◆ Written request a ◆
Rewrite the entries from the line with "Would you be so kind as to mark the blue" to the line with "column 434, row 92", putting "denim jeans" in place of "blue jeans" and leaving everything else unchanged.

───── Reading passage

The team's multifaceted background makes it ideally suited to perform various forms of structured usability inspections, originally developed through research into user interface design processes in the 1990s.[18] Nielsen's formalized version of the traditional 'heuristic analysis' is probably the best known of these. Heuristic analysis, performed in many fields, involves examining a system for violations of clearly stated guidelines, or heuristics. For UI engineering, Nielsen suggests a small set of widely applicable heuristics, such as 'Prevent errors.' His research also shows the value of combining comments from several inspectors. The analysis can be especially productive when the inspectors have 'double' expertise, covering usability as well as the system domain area.

Walkthroughs are another inspection method arising out of existing practices, in this case the code walkthroughs of software engineers. The 'cognitive walkthrough' is designed to apply theoretical work by Clayton Lewis and Peter Polson. Each walkthrough involves a step-by-step examination of the sequence of mouse clicks or similar actions required to complete a typical user task with the system under design. The inspection process uses specific questions and criteria to help the inspectors predict the mental behavior and likely errors of a novice user.[19] Randolf Bias' 'pluralistic walkthroughs' are another approach, placing less emphasis on cognitive theory and more on the social dynamics of bringing critical stakeholders together in the face-to-face inspection meeting.[20]

The inspections are done by experts, without involving real users. This allows them to be completed well before code or even simulations are written. Combined with on-line inspection of design documents by other teams and usability experts, they form a first line of defense against egregious usability errors. The inspections also help focus subsequent user testing on critical issues. Often these involve texts or icons in the display. If the inspections identify the problem areas, alternative textual or graphical items can be tested using surveys. This provides a wider coverage of markets and user groups than does task-focused testing in a usability lab. Sometimes the situation is more complex, and the user's behavior depends on a mixture of background knowledge and problem-solving techniques that is difficult to predict without observing real people. In these cases, more traditional usability lab methods can be used.

Reviewers of an application that is patterned on its PC counterpart note that one screen has an unusual mixture of user data and default functionality. It seems to be what's needed, but will the user be confused? The inspection raises the question; we'll consider user testing as a route to the answer.

The usability expert joins the inspections and may arrange testing, but never acts as a final authority. In yet another concordance with the Japanese model, the work is a team effort. The UI designer and the software engineer are typically the final links in the decision chain, but this reflects operational necessity as much as formal authority. Usability issues can be discussed by any member of the team, and the final design is an informal consensus.

A software engineer resolves a data-calls usability issue by applying the 'mom' test: 'If my mom wouldn't know what to do with this menu, we don't need it.' The team decides that she is right.

The involvement of the entire team, especially the interaction designer, provides a baseline of usability that makes it unnecessary to usability test and iterate every element of each new product-an impossible task with a product line on the scale of Nokia's. And even though plans and resources are allocated for testing major new designs at several stages, the focus of the testing is frequently revised to address controversies that have just surfaced.

──────────

◆ Written request b ◆
According to the passage on usability inspections, why can the inspections be finished before any code or simulations are written?

───── Stored rows

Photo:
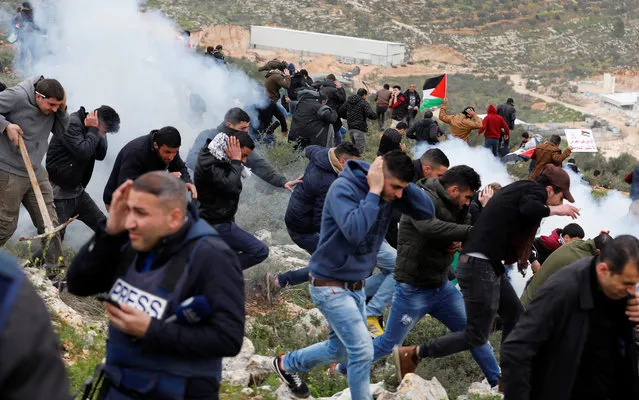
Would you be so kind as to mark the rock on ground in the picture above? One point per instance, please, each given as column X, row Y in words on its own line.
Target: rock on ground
column 282, row 393
column 416, row 387
column 245, row 368
column 376, row 390
column 311, row 323
column 480, row 391
column 51, row 297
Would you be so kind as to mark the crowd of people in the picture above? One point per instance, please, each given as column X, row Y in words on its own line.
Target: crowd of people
column 168, row 259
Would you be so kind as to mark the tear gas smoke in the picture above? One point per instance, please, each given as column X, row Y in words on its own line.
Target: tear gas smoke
column 108, row 52
column 609, row 213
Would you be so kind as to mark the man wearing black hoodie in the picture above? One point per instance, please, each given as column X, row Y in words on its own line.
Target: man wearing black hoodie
column 356, row 110
column 157, row 151
column 235, row 121
column 218, row 173
column 70, row 162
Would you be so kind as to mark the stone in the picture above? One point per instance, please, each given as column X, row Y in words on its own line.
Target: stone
column 376, row 390
column 481, row 390
column 51, row 297
column 312, row 324
column 282, row 393
column 265, row 236
column 415, row 387
column 245, row 368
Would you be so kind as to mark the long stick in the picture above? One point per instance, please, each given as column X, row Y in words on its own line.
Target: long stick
column 42, row 205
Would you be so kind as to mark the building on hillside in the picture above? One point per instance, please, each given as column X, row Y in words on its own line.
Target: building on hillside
column 625, row 101
column 350, row 50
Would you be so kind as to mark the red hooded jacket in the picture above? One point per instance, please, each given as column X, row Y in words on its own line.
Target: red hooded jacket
column 493, row 124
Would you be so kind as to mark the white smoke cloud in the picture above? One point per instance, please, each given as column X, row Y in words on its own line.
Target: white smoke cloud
column 609, row 213
column 107, row 52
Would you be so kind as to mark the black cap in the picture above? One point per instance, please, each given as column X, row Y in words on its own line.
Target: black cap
column 559, row 178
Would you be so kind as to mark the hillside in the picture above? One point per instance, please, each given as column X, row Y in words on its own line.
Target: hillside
column 579, row 36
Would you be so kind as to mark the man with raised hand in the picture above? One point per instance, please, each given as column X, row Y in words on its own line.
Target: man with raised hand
column 173, row 314
column 504, row 233
column 356, row 215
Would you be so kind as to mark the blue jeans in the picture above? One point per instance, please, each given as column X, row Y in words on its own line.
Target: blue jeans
column 446, row 304
column 249, row 249
column 381, row 286
column 348, row 339
column 492, row 145
column 292, row 106
column 307, row 241
column 339, row 136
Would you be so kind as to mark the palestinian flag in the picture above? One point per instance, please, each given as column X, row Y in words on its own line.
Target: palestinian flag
column 434, row 92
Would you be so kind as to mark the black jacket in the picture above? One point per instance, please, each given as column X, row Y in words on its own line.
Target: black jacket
column 98, row 264
column 400, row 112
column 357, row 111
column 540, row 357
column 393, row 228
column 71, row 156
column 312, row 120
column 508, row 112
column 390, row 140
column 137, row 158
column 425, row 130
column 219, row 184
column 509, row 220
column 255, row 161
column 298, row 83
column 418, row 100
column 335, row 97
column 423, row 258
column 304, row 211
column 31, row 366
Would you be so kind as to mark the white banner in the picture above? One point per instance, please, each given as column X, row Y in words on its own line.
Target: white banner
column 581, row 140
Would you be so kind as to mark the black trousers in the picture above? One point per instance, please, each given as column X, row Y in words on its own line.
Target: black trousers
column 486, row 294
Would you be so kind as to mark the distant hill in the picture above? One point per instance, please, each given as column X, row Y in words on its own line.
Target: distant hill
column 494, row 35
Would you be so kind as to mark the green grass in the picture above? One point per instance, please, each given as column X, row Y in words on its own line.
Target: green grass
column 82, row 353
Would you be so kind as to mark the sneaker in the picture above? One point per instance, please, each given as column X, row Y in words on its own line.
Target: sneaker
column 271, row 289
column 406, row 360
column 295, row 384
column 374, row 327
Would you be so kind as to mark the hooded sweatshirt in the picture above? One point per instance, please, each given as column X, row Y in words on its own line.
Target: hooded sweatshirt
column 18, row 106
column 304, row 211
column 274, row 82
column 460, row 124
column 354, row 222
column 356, row 110
column 493, row 124
column 255, row 161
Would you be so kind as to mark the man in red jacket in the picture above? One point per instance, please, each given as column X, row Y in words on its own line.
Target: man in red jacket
column 492, row 125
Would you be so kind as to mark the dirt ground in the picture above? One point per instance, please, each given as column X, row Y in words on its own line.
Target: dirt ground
column 629, row 143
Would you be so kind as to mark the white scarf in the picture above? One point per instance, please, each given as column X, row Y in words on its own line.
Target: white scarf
column 217, row 147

──────────

◆ Written reply a ◆
Would you be so kind as to mark the denim jeans in the picture above? One point per instance, please, each given as column X, row Y in words on its own line.
Target: denim jeans
column 446, row 304
column 249, row 249
column 381, row 286
column 348, row 339
column 492, row 145
column 292, row 106
column 307, row 241
column 339, row 136
Would you be so kind as to mark the palestinian flag in the picture above? One point per instance, please, each given as column X, row Y in words on its own line.
Target: palestinian flag
column 434, row 92

◆ Written reply b ◆
Experts carry out the inspections without involving real users. That lets them be completed well before code or even simulations are written.